# Start of SELECTED PASSAGE

Alongside her research and academic work, the Honourable Dr. Lillian Eva Quan Dyck has remained available and responsive in setting a very high standard of public service. Just this week, I received an email from her with information that I found to be helpful. Senator Plett had us chuckling when he reminisced about Senator Dyck’s stern finger wagging, and I too know what it feels like to earn her disapproval. With gratitude and some considerable relief, I can report that so far, Lillian has eventually forgiven me for my infractions over the years. Indeed, the memories of times when Lillian has guided and supported me and so many others far outweigh all other times.

# End of SELECTED PASSAGE
# Start of INFORMATION PROVIDED

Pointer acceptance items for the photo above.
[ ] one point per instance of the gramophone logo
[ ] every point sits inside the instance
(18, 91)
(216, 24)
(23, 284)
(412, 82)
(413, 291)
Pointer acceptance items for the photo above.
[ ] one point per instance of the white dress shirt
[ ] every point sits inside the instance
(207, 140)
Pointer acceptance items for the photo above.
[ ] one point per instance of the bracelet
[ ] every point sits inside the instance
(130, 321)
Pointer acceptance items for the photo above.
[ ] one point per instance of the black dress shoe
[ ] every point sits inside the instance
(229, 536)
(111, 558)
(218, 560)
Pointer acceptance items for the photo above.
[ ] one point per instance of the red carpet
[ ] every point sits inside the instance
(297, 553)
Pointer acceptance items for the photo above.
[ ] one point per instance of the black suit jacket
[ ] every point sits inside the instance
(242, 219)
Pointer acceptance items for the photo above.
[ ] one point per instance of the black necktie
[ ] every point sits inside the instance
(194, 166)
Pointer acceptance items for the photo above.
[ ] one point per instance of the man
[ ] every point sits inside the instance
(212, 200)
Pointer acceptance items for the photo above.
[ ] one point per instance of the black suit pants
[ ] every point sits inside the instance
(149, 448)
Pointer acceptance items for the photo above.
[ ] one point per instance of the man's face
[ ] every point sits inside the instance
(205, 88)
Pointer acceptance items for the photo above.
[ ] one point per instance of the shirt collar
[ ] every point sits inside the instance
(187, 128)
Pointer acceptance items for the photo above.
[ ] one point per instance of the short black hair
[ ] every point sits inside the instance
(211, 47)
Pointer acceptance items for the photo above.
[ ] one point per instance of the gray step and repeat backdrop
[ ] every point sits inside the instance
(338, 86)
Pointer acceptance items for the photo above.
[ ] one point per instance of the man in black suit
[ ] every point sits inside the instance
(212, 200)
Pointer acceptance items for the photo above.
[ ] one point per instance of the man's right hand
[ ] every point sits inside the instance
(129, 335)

# End of INFORMATION PROVIDED

### WHAT YOU ARE ASKED TO DO
In the passage about Senator Dyck above, please name the senator who had listeners chuckling with memories of her stern finger wagging.

### TASK OUTPUT
Senator Plett